PASSAGE GIVEN:
1.1 'In children's literature sexual intercourse began not – as
the poet Philip Larkin had ironically suggested – in 1963, but in
1975 with the publication of Judy Blume's Forever ... a book
that exerted a long-lasting influence on writing about sex for young adults.
The novelist set out to write explicitly about sex for teenage readers
and wrote what is almost a sex manual with its very factual descriptions
of both the physical act and its emotional impact. The book charts Katherine's
first sexual relationship and her conviction that it will last forever
despite her parents' disbelief. ... The implication throughout the book
is that sex is a normal teenage activity and that young readers need to
be taught about both the physical and the emotional experience of sex'
(pp.644-45).
1.2 Another pioneer was Aidan Chambers's Breaktime (1978).
1.3 'the early 1980s yielded a crop of novels that determinedly used sex
as a way of promoting themselves for a teenage readership' (p.645).

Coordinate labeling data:

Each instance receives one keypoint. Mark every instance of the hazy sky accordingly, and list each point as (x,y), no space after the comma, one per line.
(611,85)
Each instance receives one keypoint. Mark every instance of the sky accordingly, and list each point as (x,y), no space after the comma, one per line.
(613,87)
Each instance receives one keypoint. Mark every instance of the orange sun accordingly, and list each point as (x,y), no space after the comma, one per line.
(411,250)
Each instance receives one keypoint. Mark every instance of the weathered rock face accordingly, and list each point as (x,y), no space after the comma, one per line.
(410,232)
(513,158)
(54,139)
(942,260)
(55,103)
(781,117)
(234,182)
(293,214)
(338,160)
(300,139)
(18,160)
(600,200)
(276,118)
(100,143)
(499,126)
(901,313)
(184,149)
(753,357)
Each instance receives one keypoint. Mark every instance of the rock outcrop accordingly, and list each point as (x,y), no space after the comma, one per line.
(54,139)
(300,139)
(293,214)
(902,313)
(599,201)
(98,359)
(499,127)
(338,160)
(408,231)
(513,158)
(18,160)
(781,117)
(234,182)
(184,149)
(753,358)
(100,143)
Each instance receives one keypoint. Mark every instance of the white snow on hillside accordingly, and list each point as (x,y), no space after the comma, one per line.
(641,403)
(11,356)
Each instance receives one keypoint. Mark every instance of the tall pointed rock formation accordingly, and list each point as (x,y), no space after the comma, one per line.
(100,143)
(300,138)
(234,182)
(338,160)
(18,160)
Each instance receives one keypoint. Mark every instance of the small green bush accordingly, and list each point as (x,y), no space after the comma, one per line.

JOB:
Does the passage on sex in young-adult fiction agree with each of these statements? 1. Judy Blume's Forever was published in 1975. 2. In Forever, Katherine's parents share her belief that the relationship will last forever. 3. Aidan Chambers's Breaktime came out in 1978.

OUTPUT FOR THIS TASK:
1. Yes: "in 1975 with the publication of Judy Blume's Forever"
2. No: "despite her parents' disbelief"
3. Yes: "Aidan Chambers's Breaktime (1978)"